_PROBLEM REQUIREMENTS:_ In full and unchanged, output the entries that follow.

Saved entries:
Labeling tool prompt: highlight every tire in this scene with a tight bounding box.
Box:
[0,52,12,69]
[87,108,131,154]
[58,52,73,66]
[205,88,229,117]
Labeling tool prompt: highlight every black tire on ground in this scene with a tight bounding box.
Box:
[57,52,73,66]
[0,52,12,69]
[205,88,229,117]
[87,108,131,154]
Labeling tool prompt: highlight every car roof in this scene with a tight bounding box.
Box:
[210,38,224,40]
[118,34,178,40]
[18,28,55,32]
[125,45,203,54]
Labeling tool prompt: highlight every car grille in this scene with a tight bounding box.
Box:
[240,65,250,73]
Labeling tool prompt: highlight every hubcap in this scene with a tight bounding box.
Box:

_WRITTEN REPLY:_
Labeling tool prompt: highlight every tire in this scene with a tight bounding box.
Box:
[0,52,12,69]
[87,108,131,154]
[58,52,73,66]
[205,88,229,117]
Labeling tool prompt: highlight every black tire on ground in this scene with a tight bounding box.
Box:
[57,52,73,66]
[0,52,12,69]
[205,88,229,117]
[87,108,131,154]
Labeling tool prompt: highlight every car roof in this scene with a tight bounding box.
Box:
[210,38,224,40]
[118,34,178,40]
[18,28,55,32]
[125,45,203,54]
Labeling tool prompt: highlight every car grille in this scene with a tight bounding box.
Box:
[240,65,250,73]
Labeling tool prompt: highlight every hubcap in this scene with a tight bounding box.
Box:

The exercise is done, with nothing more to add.